Brief: Rewrite all of the items below, changing every "Draw the outline" to "Trace the outline" and leaving everything else the same. Omit the pictures from your answer.

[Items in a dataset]
•••

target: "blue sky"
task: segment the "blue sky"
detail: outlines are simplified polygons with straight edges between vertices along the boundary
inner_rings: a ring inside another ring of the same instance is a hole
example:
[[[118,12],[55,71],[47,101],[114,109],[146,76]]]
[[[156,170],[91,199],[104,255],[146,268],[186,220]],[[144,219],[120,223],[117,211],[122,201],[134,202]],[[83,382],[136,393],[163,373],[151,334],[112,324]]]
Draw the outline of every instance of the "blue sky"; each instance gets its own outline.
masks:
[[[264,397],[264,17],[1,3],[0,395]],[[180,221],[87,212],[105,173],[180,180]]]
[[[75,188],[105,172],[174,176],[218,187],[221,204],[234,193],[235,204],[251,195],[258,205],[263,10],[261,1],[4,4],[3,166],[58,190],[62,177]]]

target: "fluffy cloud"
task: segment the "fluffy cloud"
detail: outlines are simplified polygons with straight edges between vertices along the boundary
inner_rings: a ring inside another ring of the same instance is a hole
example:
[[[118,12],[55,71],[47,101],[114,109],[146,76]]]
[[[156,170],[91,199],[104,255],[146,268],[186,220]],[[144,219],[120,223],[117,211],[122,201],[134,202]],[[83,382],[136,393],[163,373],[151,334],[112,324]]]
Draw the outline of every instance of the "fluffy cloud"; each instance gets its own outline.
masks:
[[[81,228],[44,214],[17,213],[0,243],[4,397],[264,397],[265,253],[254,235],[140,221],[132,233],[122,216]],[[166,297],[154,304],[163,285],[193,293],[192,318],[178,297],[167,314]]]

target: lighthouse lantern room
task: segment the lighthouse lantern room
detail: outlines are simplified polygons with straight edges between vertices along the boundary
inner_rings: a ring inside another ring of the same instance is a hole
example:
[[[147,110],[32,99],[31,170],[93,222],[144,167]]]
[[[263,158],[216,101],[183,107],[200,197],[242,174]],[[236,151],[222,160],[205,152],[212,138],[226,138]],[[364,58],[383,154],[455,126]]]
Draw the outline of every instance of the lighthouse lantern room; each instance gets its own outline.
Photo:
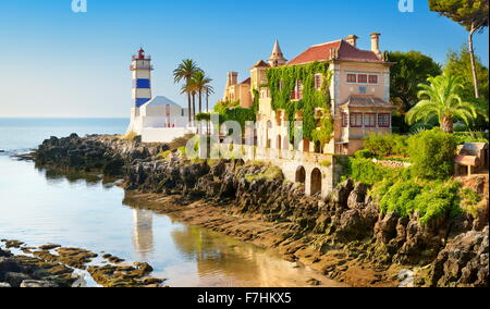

•••

Finished answer:
target: "blue sky"
task: segment the "blue sky"
detail: outlines are simplified polygons with straight edges between vertices along the boundary
inner_rings: a ring inside another ring of the same instance is a hole
example:
[[[118,12],[55,71],[47,101],[114,109],[146,76]]]
[[[156,170],[91,199],[104,255],[146,268],[186,220]],[[144,219],[120,223],[117,211],[122,201],[134,202]],[[83,382],[136,393],[163,373],[151,334],[112,324]]]
Trace the outline of every instance of the "blue sky"; each instance gets its own outline.
masks:
[[[264,397],[264,17],[1,3],[0,395]],[[180,221],[87,212],[105,173],[180,180]]]
[[[75,188],[105,172],[174,176],[218,187],[221,204],[234,193],[235,204],[251,195],[258,205],[263,10],[261,1],[4,4],[3,166],[58,190],[62,177]]]

target: "fluffy cloud"
task: segment the "fluffy cloud"
detail: outlines are simplified polygons with straight edges between vertices along the boundary
inner_rings: a ring inside another ring of the same instance is a hole
example:
[[[118,12],[55,71],[47,101],[114,109],[146,76]]]
[[[156,170],[91,199],[104,255],[146,268],[186,220]],[[144,219],[120,223],[117,211],[122,201],[134,202]],[[83,382],[136,393],[163,373],[151,334],[112,324]]]
Trace the outline of every instance of the "fluffy cloud"; each instance gets its own outline.
masks:
[[[81,228],[44,214],[17,213],[0,243],[4,397],[264,397],[265,253],[254,235],[140,221],[132,233],[122,216]],[[166,297],[154,304],[163,285],[193,293],[192,318],[178,297],[167,314]]]

target: lighthouse lantern room
task: segment the lighthouse lantern room
detail: outlines are simplified polygons with straight edges between vertices along the boundary
inner_rings: a ring inside another ring of the same instance is a hole
example:
[[[147,110],[32,99],[31,170],[93,222],[144,167]]]
[[[263,158],[216,101],[183,107],[200,197],[242,174]],[[236,151],[222,160],[205,152],[212,138],[226,138]],[[364,58],[383,154],[455,126]]]
Trace the outline of every instance of the lighthouse lantern room; each instance gets its own outline.
Photo:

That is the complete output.